-- PROVIDED INFORMATION follows --

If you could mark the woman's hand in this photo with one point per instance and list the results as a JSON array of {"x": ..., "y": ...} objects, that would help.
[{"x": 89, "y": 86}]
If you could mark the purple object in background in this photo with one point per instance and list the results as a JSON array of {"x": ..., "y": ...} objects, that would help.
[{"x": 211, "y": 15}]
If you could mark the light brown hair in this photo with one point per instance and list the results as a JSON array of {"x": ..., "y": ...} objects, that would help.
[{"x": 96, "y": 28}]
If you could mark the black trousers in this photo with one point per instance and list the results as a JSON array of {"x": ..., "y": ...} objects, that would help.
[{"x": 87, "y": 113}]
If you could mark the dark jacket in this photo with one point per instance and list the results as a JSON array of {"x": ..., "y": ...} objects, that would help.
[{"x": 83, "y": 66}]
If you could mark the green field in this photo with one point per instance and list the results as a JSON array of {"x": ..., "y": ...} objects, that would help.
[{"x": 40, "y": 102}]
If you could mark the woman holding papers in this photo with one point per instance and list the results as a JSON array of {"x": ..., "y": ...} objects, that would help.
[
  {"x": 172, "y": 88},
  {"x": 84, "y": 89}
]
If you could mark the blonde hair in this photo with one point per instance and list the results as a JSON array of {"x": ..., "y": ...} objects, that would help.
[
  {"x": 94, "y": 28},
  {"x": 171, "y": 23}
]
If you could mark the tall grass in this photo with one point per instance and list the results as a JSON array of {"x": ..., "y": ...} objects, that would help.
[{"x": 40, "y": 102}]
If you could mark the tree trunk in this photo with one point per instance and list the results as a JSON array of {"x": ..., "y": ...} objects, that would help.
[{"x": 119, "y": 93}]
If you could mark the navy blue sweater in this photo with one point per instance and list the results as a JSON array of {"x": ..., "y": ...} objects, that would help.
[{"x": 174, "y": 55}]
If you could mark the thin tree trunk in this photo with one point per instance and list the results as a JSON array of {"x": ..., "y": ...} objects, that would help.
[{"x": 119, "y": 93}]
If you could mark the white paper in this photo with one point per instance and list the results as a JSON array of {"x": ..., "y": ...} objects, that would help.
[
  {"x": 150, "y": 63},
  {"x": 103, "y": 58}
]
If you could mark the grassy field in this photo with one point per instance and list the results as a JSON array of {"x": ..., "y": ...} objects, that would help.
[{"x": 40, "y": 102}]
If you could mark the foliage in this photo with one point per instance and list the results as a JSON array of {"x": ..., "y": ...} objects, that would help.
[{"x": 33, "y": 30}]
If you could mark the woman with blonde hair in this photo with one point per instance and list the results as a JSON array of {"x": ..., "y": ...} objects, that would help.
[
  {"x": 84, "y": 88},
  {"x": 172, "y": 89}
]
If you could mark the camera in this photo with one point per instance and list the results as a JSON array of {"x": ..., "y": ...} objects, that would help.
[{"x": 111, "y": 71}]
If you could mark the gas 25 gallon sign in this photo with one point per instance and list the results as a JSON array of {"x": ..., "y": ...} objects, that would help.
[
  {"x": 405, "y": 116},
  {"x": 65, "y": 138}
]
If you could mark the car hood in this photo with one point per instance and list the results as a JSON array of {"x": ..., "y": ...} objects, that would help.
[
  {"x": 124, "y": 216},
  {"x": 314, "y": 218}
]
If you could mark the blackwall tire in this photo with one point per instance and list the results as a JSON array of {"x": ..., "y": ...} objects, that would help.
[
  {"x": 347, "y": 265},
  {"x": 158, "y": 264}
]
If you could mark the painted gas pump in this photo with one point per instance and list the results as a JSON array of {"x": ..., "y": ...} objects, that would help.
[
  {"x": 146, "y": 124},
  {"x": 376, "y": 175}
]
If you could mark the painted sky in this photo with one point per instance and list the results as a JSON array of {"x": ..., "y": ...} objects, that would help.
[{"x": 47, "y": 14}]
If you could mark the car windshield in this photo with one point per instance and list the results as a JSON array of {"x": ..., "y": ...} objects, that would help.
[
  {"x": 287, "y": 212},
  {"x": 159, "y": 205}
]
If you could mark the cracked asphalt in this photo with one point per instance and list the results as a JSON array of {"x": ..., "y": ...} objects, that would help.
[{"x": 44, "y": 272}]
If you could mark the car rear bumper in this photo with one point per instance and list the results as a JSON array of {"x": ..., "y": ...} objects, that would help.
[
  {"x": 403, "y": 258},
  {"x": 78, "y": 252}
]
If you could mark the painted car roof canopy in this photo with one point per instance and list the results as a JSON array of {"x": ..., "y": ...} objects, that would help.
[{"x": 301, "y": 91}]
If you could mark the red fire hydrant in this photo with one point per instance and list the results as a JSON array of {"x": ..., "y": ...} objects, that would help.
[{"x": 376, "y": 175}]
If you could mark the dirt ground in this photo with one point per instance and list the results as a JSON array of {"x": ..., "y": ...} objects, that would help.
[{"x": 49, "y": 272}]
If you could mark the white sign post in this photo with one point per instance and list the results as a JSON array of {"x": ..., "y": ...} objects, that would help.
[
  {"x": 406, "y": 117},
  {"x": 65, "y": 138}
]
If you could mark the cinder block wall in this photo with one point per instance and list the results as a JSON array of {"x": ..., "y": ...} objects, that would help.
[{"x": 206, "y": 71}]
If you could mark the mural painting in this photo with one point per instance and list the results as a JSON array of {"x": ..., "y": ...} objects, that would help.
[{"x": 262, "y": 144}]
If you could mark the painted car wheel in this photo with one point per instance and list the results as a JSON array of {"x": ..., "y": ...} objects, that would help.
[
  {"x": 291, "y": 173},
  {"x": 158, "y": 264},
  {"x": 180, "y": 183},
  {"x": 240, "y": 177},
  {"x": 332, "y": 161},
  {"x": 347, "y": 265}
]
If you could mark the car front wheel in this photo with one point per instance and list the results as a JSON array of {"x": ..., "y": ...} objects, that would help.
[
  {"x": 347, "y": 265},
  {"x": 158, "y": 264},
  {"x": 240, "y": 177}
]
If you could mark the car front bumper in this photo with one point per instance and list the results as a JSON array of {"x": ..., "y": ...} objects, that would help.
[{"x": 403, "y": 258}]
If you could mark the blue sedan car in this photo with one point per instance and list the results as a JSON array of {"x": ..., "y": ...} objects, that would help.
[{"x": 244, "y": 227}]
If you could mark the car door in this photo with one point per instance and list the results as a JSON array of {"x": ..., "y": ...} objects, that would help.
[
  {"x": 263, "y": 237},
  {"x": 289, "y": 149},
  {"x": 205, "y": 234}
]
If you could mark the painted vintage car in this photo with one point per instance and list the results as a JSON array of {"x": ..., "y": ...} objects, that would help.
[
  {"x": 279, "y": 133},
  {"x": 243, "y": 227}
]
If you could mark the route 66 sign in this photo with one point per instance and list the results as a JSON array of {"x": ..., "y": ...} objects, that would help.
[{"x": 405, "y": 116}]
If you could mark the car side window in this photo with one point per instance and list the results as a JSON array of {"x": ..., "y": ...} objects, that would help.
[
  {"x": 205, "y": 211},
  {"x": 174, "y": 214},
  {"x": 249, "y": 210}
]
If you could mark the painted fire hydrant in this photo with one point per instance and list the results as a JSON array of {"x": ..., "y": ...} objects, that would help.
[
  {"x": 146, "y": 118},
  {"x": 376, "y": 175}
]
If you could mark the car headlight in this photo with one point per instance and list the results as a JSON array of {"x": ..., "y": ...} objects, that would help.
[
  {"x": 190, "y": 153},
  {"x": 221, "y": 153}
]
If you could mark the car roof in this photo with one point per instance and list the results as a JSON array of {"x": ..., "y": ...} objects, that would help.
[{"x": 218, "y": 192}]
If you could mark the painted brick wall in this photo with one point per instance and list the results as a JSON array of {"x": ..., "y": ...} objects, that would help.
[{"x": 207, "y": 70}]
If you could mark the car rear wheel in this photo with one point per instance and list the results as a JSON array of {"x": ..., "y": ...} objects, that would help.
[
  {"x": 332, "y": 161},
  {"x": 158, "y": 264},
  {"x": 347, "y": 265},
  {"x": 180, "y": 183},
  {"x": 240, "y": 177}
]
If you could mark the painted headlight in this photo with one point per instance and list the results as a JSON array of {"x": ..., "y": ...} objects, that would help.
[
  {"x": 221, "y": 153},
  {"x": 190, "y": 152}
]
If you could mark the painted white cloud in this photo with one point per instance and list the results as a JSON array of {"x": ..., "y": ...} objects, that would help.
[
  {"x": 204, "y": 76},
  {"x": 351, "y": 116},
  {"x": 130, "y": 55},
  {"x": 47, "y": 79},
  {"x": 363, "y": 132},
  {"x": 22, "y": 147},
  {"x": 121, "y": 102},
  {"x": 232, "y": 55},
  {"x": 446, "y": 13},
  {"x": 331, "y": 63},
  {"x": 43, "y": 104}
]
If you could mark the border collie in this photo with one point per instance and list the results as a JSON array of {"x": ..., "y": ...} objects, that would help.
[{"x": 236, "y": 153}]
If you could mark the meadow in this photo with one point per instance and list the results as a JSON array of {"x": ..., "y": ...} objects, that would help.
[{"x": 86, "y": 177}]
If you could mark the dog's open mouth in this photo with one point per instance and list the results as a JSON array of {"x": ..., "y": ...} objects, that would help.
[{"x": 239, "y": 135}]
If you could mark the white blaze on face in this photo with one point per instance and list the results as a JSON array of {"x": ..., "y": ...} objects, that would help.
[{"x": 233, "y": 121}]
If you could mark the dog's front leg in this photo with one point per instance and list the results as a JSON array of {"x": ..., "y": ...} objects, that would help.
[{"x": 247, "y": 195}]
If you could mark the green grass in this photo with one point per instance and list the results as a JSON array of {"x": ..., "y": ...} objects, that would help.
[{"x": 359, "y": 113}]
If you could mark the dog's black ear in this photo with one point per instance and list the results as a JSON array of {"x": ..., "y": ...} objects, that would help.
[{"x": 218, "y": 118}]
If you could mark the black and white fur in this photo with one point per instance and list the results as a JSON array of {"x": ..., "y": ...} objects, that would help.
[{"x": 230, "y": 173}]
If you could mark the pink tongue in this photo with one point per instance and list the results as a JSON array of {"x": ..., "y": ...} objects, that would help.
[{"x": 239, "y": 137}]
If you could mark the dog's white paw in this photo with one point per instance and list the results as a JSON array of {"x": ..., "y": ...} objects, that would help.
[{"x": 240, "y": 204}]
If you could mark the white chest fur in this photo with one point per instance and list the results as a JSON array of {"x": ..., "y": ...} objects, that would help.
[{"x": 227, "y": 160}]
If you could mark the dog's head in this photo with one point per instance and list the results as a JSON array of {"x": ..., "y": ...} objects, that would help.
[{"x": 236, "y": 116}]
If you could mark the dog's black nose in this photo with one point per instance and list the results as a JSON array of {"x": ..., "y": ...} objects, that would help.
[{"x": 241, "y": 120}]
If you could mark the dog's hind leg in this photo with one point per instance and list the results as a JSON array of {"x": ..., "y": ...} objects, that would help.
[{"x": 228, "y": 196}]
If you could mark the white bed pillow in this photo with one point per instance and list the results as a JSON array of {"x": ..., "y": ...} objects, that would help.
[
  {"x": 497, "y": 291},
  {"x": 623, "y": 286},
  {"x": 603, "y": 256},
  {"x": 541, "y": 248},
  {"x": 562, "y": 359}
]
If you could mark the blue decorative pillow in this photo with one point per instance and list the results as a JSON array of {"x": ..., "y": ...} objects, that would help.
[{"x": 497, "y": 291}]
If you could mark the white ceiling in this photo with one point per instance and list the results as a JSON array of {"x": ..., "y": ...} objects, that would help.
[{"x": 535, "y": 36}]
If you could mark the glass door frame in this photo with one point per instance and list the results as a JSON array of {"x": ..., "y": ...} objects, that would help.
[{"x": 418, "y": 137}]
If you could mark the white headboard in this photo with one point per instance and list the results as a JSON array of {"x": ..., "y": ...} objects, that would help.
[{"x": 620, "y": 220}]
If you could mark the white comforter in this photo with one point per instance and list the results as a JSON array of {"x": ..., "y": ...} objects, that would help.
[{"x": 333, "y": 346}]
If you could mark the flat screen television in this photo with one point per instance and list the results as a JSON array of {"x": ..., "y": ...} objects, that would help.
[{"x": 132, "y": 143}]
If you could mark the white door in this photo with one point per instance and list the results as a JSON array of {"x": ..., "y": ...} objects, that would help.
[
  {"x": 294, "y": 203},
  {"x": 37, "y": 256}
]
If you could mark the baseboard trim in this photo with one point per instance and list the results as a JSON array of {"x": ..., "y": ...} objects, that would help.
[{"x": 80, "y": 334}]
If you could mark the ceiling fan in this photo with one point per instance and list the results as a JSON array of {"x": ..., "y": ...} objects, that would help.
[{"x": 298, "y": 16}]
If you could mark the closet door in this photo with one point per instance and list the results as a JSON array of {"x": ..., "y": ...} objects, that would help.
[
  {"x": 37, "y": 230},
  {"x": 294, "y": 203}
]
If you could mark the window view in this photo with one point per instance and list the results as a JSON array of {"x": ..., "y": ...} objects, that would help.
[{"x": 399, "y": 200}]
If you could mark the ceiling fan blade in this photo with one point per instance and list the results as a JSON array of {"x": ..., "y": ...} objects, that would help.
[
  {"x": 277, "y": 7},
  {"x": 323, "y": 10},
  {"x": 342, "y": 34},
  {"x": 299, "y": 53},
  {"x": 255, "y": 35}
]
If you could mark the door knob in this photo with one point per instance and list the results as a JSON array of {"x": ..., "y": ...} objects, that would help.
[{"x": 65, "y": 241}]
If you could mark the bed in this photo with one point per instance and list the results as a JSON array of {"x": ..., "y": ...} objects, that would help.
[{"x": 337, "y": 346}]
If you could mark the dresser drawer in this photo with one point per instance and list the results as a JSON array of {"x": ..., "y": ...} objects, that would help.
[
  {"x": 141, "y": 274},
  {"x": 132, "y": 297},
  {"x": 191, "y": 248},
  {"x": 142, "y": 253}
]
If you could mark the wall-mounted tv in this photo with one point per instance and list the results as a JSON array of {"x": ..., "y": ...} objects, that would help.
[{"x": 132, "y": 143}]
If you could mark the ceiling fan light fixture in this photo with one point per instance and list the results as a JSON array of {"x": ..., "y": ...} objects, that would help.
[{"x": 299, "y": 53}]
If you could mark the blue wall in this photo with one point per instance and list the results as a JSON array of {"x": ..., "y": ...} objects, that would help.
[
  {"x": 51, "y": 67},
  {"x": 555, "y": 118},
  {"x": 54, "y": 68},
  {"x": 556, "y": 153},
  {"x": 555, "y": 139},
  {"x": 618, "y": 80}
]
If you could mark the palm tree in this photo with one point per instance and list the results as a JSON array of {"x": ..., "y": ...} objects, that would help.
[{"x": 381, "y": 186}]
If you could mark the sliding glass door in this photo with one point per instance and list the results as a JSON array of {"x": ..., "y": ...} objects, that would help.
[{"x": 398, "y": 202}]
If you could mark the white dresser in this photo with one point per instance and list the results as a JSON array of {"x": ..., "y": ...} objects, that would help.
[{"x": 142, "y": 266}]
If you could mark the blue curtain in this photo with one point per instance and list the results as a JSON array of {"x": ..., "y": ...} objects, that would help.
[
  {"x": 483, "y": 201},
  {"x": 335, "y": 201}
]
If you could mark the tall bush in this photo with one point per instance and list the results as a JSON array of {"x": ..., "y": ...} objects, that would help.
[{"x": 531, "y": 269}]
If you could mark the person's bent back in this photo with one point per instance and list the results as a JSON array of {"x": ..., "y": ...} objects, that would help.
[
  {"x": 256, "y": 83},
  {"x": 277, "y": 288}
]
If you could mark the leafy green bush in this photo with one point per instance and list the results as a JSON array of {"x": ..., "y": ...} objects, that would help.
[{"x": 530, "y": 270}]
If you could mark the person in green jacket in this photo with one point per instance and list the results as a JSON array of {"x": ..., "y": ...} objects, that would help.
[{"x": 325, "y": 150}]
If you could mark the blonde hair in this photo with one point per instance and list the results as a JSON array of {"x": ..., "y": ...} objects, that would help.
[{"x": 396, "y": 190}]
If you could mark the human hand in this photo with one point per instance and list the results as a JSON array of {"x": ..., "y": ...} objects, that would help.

-- PROVIDED INFORMATION concluded --

▶ [ABOUT THIS EXERCISE]
Print every line from the one that contains "If you could mark the blue curtain" to the end of the records, exactly as written, and nothing more.

▶ [RESULT OF THIS TASK]
If you could mark the blue curtain in this photo with one point per instance and list the results as a JSON array of {"x": ..., "y": ...} objects, that would help.
[
  {"x": 483, "y": 201},
  {"x": 335, "y": 201}
]
If you could mark the tall bush in this photo with one point per instance and list the results as a JSON array of {"x": ..., "y": ...} objects, that would help.
[{"x": 531, "y": 269}]
If you could mark the person's bent back in this photo with one point per instance and list the results as a JSON array of {"x": ..., "y": ...} objects, that would help.
[
  {"x": 256, "y": 83},
  {"x": 277, "y": 288}
]
If you could mark the leafy green bush in this photo with one point per instance and list the results as a JSON array of {"x": ..., "y": ...} objects, that would help.
[{"x": 530, "y": 270}]
If you could mark the person in green jacket in this photo with one point per instance and list the results as a JSON array of {"x": ..., "y": ...} objects, that would help.
[{"x": 325, "y": 150}]
If you could mark the blonde hair in this photo with one point per instance and list the results as a JSON array of {"x": ..., "y": ...} objects, that would help.
[{"x": 396, "y": 190}]
If you could mark the human hand in this photo with one point per instance and list the results as a JSON array of {"x": ..., "y": ...} objects, that would help.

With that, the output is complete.